#### [Text section]
* begin *

Wednesday, March 26, 2014

pygame_cffi: pygame on PyPy

The Raspberry Pi aims to be a low-cost educational tool that anyone can use to learn about electronics and programming. Python and pygame are included in the Pi's programming toolkit. And since last year, thanks in part to sponsorship from the Raspberry Pi Foundation, PyPy also works on the Pi (read more here).

With PyPy working on the Pi, game logic written in Python stands to gain an awesome performance boost. However, the original pygame is a Python C extension. This means it performs poorly on PyPy and negates any speedup in the Python parts of the game code.

One solution to making pygame games run faster on PyPy, and eventually on the Raspberry Pi, comes in the form of pygame_cffi. pygame_cffi uses CFFI to wrap the underlying SDL library instead of a C extension. A few months ago, the Raspberry Pi Foundation sponsored a Cape Town Python User Group hackathon to build a proof-of-concept pygame using CFFI. This hackathon was a success and it produced an early working version of pygame_cffi.

* end *

#### [Prompt 1]
According to the pygame_cffi post, why does running the original pygame on PyPy fail to make games faster? Answer in one to three sentences.
The pygame_cffi post and the records are unrelated material.

#### [Dataset]

* begin *

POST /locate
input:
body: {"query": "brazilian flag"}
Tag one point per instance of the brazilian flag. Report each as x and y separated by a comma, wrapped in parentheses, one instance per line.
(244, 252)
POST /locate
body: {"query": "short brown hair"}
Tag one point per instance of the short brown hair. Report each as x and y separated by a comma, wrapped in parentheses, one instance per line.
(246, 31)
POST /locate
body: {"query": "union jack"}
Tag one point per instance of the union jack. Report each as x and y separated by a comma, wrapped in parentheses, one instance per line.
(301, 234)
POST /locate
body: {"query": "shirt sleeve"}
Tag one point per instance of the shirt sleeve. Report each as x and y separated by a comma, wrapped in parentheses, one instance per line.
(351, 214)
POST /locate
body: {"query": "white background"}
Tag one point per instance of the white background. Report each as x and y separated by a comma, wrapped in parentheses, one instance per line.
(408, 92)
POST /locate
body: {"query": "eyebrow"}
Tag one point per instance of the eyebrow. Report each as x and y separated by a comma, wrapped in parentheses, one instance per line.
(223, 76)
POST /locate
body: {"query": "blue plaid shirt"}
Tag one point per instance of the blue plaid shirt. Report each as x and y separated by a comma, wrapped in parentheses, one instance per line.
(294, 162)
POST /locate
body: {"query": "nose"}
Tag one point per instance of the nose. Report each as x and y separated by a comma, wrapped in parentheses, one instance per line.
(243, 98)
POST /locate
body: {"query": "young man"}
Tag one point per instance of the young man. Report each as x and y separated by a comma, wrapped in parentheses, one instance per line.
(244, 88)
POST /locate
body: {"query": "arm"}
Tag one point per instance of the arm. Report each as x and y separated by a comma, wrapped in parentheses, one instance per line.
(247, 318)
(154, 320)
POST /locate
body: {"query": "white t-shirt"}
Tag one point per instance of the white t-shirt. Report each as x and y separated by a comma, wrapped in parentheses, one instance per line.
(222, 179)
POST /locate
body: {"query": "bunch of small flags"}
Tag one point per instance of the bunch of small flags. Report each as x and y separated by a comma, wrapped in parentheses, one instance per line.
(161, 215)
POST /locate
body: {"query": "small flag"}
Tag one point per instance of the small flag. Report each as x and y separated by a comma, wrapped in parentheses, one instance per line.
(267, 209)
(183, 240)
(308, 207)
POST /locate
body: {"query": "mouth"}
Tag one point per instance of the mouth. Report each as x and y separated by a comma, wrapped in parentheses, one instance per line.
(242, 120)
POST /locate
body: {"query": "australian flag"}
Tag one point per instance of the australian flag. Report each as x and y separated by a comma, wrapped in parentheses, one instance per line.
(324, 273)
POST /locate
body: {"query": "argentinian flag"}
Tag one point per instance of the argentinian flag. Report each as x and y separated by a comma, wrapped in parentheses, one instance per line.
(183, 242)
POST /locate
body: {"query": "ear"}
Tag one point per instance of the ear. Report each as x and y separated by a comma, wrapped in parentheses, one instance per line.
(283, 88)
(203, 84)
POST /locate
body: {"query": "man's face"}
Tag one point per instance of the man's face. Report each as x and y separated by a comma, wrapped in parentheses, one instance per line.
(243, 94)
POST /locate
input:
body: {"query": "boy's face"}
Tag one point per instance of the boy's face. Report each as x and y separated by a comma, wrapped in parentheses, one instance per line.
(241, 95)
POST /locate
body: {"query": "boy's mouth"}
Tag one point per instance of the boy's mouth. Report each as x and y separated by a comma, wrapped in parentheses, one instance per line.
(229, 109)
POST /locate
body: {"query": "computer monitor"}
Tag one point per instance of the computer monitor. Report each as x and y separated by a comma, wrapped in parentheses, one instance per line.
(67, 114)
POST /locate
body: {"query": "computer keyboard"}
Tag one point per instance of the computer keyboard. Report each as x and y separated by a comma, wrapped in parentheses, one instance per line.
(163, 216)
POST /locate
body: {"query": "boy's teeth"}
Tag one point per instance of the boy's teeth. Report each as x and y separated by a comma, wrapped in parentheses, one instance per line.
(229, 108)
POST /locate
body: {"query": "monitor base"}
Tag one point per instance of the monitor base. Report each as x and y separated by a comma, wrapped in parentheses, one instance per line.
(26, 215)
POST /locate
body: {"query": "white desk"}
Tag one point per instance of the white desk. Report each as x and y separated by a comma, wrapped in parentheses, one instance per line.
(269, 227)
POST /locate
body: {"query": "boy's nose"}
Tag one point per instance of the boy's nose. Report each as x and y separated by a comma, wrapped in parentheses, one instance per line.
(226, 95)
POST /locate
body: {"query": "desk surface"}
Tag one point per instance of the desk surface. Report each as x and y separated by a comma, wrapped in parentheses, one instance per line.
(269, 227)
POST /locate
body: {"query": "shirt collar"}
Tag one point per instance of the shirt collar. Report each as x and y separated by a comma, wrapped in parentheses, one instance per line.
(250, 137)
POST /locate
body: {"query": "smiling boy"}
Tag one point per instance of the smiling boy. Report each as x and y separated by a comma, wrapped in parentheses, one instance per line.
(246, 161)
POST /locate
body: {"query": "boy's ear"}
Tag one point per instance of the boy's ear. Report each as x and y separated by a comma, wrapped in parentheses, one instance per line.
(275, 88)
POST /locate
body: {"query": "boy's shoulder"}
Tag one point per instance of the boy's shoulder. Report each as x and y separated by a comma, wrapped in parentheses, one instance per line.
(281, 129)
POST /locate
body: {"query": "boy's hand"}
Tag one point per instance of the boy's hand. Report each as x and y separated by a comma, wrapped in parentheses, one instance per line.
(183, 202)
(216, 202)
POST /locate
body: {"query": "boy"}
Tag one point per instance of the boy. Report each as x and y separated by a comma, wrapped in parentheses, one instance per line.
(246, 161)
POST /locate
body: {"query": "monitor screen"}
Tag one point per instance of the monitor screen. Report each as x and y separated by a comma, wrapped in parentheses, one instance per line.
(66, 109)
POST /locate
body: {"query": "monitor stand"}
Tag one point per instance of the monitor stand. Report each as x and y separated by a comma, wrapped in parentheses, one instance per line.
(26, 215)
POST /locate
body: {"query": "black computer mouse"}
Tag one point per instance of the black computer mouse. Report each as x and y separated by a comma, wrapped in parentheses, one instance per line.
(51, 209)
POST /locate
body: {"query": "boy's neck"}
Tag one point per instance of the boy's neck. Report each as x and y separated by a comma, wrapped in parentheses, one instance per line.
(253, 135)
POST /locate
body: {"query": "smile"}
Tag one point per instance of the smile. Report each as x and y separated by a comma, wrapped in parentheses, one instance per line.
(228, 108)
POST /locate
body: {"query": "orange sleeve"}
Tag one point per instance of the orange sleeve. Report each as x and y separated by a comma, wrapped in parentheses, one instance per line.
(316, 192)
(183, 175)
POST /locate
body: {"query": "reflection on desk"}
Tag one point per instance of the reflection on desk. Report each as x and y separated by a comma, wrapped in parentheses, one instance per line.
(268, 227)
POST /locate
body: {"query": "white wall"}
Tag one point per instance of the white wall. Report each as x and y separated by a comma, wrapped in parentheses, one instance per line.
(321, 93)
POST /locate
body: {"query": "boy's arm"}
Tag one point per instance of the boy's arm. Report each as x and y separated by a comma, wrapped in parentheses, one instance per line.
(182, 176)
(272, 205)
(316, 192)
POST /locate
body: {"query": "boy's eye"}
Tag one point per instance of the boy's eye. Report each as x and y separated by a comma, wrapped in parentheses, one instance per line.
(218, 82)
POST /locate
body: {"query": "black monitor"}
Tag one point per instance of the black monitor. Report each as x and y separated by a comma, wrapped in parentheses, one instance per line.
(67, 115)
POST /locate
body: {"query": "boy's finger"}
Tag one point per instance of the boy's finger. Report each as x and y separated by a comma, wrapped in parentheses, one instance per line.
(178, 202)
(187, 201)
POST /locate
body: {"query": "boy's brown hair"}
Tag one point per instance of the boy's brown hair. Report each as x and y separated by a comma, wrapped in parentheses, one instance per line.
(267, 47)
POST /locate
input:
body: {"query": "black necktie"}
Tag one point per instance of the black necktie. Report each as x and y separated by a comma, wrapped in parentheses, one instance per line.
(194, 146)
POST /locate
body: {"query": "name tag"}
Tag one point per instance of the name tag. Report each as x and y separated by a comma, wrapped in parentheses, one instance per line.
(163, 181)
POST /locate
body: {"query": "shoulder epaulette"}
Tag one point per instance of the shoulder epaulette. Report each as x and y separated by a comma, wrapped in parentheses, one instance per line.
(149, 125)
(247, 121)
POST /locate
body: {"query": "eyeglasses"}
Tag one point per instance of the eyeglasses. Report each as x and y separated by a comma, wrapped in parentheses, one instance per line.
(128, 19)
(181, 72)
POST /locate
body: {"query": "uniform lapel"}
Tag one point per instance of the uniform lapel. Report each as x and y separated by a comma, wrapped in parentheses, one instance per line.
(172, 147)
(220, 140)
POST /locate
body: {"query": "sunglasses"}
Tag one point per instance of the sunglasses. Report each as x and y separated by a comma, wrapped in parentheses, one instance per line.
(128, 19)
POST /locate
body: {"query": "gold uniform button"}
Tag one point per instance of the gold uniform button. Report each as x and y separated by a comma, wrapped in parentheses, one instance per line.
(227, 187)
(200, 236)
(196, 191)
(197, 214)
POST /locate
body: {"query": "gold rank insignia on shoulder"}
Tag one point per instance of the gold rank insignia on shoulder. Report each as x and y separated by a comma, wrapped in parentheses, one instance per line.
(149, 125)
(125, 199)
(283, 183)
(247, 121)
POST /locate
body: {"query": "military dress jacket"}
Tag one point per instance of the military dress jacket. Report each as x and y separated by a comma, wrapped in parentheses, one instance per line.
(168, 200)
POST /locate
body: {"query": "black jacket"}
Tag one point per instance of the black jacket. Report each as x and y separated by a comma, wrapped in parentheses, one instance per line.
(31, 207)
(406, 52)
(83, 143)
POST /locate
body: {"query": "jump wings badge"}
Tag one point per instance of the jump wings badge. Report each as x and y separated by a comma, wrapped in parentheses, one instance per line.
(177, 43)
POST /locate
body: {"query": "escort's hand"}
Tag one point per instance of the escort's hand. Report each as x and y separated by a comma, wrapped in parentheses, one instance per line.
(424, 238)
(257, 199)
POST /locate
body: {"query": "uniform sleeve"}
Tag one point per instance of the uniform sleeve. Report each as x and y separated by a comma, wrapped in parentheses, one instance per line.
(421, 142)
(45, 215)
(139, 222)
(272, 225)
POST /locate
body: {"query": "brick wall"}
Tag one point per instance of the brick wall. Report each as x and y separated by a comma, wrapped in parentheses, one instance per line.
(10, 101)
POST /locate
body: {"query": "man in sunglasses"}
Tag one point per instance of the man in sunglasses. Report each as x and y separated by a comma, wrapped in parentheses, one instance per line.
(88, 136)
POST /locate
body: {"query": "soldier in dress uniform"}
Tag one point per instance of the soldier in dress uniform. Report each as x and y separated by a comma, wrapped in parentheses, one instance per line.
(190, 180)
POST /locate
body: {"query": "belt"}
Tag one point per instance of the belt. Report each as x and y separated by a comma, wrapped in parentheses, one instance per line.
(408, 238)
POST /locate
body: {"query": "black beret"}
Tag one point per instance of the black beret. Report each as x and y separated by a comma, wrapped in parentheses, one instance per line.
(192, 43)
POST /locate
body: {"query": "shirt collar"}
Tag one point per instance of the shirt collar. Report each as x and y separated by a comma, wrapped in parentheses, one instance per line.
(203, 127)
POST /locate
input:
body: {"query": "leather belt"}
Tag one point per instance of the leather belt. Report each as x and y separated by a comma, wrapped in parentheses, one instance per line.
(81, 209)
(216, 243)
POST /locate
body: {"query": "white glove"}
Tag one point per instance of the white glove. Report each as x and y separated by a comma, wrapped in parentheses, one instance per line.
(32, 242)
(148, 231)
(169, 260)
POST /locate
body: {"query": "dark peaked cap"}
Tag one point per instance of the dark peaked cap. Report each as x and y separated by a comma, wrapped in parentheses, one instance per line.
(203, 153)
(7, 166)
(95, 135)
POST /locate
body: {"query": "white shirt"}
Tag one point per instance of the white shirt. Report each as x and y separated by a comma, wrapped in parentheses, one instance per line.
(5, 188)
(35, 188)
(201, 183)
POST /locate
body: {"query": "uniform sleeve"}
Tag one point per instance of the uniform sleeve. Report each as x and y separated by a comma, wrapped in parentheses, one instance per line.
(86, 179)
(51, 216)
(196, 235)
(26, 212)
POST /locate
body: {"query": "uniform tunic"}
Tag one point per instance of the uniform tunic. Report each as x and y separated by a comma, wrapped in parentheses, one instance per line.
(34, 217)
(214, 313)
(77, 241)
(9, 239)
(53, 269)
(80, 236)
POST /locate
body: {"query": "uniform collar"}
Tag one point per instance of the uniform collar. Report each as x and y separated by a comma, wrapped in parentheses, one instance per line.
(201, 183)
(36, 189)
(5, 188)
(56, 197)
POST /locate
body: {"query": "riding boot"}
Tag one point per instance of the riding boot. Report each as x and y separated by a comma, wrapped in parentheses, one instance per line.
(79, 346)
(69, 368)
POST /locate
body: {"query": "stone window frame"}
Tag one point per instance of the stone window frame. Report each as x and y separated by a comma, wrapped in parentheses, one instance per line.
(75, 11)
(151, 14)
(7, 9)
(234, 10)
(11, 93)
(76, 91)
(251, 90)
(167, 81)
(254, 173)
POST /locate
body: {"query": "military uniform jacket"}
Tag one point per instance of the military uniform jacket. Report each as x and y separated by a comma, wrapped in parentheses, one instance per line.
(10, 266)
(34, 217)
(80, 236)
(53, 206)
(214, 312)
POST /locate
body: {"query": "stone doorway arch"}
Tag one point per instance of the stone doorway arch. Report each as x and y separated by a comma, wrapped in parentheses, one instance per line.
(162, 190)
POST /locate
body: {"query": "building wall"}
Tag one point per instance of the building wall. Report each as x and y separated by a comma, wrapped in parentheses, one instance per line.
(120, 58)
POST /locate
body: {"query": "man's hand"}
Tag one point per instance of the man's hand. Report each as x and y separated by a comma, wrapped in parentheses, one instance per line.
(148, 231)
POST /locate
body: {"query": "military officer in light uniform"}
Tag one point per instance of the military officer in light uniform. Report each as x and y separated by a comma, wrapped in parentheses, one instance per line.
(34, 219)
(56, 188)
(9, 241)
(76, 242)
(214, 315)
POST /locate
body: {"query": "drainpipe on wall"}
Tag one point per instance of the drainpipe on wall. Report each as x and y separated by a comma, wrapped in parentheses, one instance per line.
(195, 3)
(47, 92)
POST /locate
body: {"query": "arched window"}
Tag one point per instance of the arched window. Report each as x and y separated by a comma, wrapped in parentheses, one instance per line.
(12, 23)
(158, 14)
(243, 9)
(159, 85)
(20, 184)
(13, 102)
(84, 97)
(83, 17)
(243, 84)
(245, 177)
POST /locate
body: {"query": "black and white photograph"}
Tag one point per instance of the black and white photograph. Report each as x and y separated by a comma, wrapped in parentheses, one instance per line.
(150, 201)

* end *

#### [Prompt 2]
Which lines of the records contain the word "necktie"? Show every one of them in full. Case counts.

#### [Task solution 1]
The original pygame is a Python C extension, so it performs poorly on PyPy. That poor performance cancels out any speedup PyPy gives to the Python parts of the game code.

#### [Task solution 2]
body: {"query": "black necktie"}
Tag one point per instance of the black necktie. Report each as x and y separated by a comma, wrapped in parentheses, one instance per line.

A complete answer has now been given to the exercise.